(Collected data entries)
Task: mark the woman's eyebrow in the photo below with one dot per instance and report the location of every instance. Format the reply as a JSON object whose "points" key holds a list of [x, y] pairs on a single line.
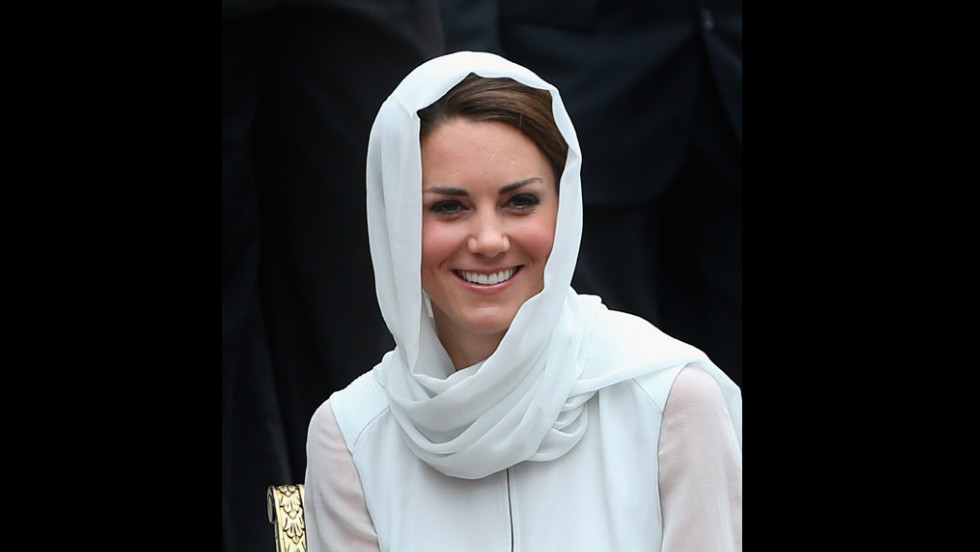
{"points": [[446, 191], [511, 187]]}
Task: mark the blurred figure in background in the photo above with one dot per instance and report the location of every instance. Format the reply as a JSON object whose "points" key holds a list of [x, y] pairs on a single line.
{"points": [[655, 90], [301, 84]]}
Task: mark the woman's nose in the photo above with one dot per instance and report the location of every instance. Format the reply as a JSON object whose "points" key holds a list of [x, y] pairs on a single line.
{"points": [[488, 237]]}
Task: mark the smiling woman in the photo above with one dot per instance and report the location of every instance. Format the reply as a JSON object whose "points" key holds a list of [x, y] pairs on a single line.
{"points": [[488, 223], [513, 413]]}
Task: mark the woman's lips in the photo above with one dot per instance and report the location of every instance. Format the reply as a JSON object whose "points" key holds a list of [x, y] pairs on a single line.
{"points": [[487, 278]]}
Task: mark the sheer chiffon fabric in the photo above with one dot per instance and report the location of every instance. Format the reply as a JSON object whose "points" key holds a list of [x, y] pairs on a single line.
{"points": [[524, 402], [700, 477]]}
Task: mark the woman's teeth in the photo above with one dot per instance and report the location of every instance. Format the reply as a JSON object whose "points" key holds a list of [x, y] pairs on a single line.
{"points": [[486, 279]]}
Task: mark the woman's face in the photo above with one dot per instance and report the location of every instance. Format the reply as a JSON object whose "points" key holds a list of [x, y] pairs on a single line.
{"points": [[489, 206]]}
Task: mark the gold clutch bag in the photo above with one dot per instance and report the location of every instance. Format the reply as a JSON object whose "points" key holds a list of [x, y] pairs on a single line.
{"points": [[285, 508]]}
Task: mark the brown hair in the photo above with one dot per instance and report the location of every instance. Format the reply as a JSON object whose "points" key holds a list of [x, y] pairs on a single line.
{"points": [[503, 100]]}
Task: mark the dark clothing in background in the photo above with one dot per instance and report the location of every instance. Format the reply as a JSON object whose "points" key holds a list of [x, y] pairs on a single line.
{"points": [[301, 85], [654, 89]]}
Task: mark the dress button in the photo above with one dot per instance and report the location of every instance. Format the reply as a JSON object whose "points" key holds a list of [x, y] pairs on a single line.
{"points": [[706, 20]]}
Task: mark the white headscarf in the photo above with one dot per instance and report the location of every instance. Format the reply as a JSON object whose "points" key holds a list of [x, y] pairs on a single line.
{"points": [[524, 402]]}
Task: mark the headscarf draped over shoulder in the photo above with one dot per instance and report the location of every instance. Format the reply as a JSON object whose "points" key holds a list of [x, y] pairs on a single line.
{"points": [[526, 401]]}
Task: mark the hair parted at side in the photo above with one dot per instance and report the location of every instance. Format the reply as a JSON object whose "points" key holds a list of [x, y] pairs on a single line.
{"points": [[503, 100]]}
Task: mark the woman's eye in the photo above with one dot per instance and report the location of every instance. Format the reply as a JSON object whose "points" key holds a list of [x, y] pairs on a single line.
{"points": [[523, 201], [447, 207]]}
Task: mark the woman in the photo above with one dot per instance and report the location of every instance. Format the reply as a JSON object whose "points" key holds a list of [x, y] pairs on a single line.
{"points": [[513, 413]]}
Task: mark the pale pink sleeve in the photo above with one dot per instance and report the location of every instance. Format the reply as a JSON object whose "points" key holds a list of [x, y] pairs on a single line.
{"points": [[336, 515], [700, 468]]}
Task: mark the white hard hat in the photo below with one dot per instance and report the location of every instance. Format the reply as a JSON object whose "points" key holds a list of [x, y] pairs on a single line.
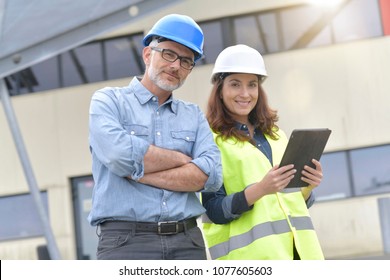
{"points": [[240, 59]]}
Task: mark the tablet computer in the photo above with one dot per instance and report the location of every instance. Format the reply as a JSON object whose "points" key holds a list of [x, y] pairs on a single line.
{"points": [[302, 147]]}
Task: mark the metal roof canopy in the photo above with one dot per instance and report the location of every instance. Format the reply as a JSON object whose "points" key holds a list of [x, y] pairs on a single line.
{"points": [[33, 31]]}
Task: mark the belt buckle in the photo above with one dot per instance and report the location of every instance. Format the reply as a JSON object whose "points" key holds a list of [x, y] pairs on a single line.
{"points": [[167, 228]]}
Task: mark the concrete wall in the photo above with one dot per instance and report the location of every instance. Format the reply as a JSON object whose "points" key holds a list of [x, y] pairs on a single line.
{"points": [[342, 87]]}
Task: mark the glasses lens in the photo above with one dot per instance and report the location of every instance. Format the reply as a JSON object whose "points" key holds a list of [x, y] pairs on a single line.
{"points": [[171, 56]]}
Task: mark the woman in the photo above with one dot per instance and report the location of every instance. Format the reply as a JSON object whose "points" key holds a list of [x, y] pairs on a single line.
{"points": [[252, 216]]}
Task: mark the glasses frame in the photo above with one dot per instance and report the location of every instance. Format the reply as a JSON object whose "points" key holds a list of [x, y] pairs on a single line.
{"points": [[163, 51]]}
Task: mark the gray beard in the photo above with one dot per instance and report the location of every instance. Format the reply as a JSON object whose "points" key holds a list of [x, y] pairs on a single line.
{"points": [[154, 77]]}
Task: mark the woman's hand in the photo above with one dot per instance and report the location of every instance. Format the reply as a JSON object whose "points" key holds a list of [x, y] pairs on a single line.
{"points": [[274, 181], [311, 176]]}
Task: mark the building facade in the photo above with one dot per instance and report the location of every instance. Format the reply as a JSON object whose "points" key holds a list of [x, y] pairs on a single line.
{"points": [[328, 67]]}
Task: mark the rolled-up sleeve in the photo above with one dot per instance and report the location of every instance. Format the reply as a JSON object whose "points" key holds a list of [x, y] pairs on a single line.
{"points": [[113, 146]]}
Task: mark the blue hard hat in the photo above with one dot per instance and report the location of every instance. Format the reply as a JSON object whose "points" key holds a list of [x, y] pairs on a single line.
{"points": [[181, 29]]}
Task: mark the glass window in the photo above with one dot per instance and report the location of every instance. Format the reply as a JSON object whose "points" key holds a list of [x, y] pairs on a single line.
{"points": [[213, 41], [336, 183], [269, 28], [46, 74], [371, 170], [123, 57], [89, 57], [82, 188], [82, 65], [296, 22], [19, 217]]}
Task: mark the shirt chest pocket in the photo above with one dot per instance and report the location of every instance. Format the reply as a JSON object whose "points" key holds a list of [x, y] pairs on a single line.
{"points": [[183, 141], [137, 130]]}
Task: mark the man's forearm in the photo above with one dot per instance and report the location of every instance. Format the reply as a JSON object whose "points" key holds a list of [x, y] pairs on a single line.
{"points": [[159, 159], [186, 178]]}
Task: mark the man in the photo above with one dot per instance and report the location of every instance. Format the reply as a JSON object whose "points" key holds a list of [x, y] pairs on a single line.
{"points": [[151, 153]]}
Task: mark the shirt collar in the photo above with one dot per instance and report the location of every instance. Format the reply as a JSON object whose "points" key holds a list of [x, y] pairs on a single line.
{"points": [[144, 95]]}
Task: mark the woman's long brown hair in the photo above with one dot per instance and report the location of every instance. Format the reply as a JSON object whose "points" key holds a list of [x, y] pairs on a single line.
{"points": [[221, 122]]}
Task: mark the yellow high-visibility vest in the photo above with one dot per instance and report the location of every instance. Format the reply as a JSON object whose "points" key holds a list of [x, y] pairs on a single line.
{"points": [[275, 223]]}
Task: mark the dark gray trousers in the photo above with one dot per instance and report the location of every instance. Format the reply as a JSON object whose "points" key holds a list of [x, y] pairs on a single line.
{"points": [[126, 244]]}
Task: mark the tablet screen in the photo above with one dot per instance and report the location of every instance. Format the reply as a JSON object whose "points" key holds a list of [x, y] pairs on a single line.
{"points": [[302, 147]]}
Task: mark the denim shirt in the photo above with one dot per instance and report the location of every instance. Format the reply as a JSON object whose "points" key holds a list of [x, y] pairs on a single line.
{"points": [[124, 122]]}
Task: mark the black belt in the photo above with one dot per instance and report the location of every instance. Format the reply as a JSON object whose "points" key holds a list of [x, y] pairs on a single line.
{"points": [[161, 228]]}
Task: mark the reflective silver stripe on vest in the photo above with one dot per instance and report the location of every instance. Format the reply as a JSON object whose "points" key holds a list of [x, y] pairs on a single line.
{"points": [[257, 232]]}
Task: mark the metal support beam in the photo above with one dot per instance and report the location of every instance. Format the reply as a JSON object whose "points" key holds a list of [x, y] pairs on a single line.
{"points": [[384, 215], [33, 186], [70, 39]]}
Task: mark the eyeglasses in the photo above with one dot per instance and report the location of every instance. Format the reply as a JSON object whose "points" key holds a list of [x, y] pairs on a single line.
{"points": [[171, 56]]}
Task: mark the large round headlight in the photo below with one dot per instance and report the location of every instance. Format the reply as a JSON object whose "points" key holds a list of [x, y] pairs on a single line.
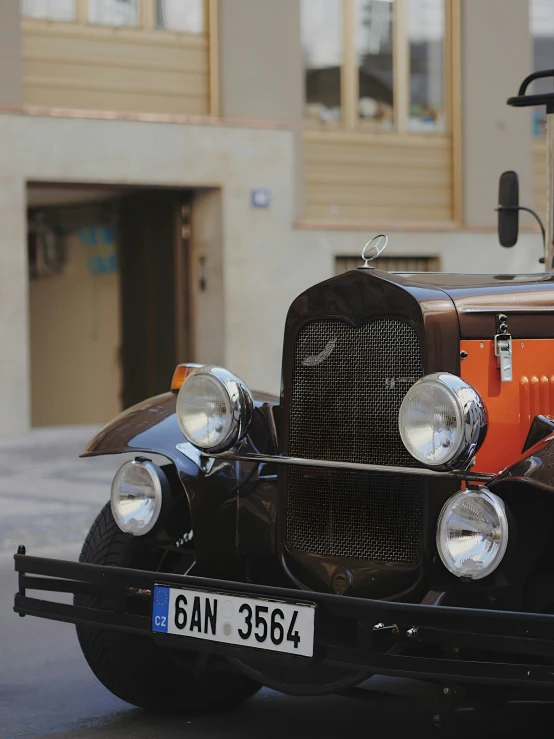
{"points": [[137, 496], [214, 409], [442, 421], [472, 533]]}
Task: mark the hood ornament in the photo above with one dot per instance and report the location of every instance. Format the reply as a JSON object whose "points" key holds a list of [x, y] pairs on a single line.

WORK TO BE COMPLETED >> Without the pictures, retype exactly the lines from the one that holds "Task: mark the eyeglasses" to the last line of the data above, both of them included.

RESULT >>
Task: mark the eyeglasses in the photo above with one dot per instance and report the location of every instance. Format the reply as a JSON object whose "points" key holds a list of [x, y] pairs on a single line.
{"points": [[171, 56]]}
Task: mark the large round headlight in the photo below with one dot per instance and report the location of every instance. Format the reply as a JSON object whose "points" key holds a list of [x, y] pairs on a single line.
{"points": [[137, 496], [214, 409], [442, 421], [472, 533]]}
Task: mark the hood ornament in the photo above with one dot per instance and report the location of every instance. Format the reply as a JSON object whose "points" key holds a list of [x, y] pairs on a single line.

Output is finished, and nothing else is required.